EXTRACT>
■ ■ ■ ■ ■ ■ ■

There is a set of common-sense reforms that work for family farmers to protect public health and the environment – keeping us moving forward on our clean fuel goals the right way. The Planning and Conservation League along with our partners at the National Wildlife Federation and others are seeking to:
- Promote biofuels made from sources other than corn.
- Charge a small fee to oil companies and refiners to fund habitat restoration and conservation.
- Prohibit converting native wildlife habitat into cropland to grow corn for ethanol, a law already on the books.
- Limit the share of ethanol made from corn that can be used to meet renewable fuel targets.
Reforming the Corn-Ethanol Mandate
We must reform the federal corn-ethanol mandate to protect clean water and public health. In its current form, the RFS provides incentives to convert natural areas and wildlife habitat to large corporate farms growing GMO corn. This has led to water pollution – reducing supply and threatening public health – and destruction of habitat for wildlife and important pollinators such as bees and butterflies. There is a set of common-sense reforms that work for family farmers to protect public health and the environment – keeping us moving forward on our clean fuel goals the right way.

■ ■ ■ ■ ■ ■ ■

DATA>
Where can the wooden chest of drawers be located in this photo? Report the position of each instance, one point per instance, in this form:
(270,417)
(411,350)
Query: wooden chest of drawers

■ ■ ■ ■ ■ ■ ■

WRITTEN PROBLEM>
Return the entire corn-ethanol reform passage word for word. Work from the corn-ethanol reform passage alone; the material plays no part.

WRITTEN RESPONSE>
There is a set of common-sense reforms that work for family farmers to protect public health and the environment – keeping us moving forward on our clean fuel goals the right way. The Planning and Conservation League along with our partners at the National Wildlife Federation and others are seeking to:
- Promote biofuels made from sources other than corn.
- Charge a small fee to oil companies and refiners to fund habitat restoration and conservation.
- Prohibit converting native wildlife habitat into cropland to grow corn for ethanol, a law already on the books.
- Limit the share of ethanol made from corn that can be used to meet renewable fuel targets.
Reforming the Corn-Ethanol Mandate
We must reform the federal corn-ethanol mandate to protect clean water and public health. In its current form, the RFS provides incentives to convert natural areas and wildlife habitat to large corporate farms growing GMO corn. This has led to water pollution – reducing supply and threatening public health – and destruction of habitat for wildlife and important pollinators such as bees and butterflies. There is a set of common-sense reforms that work for family farmers to protect public health and the environment – keeping us moving forward on our clean fuel goals the right way.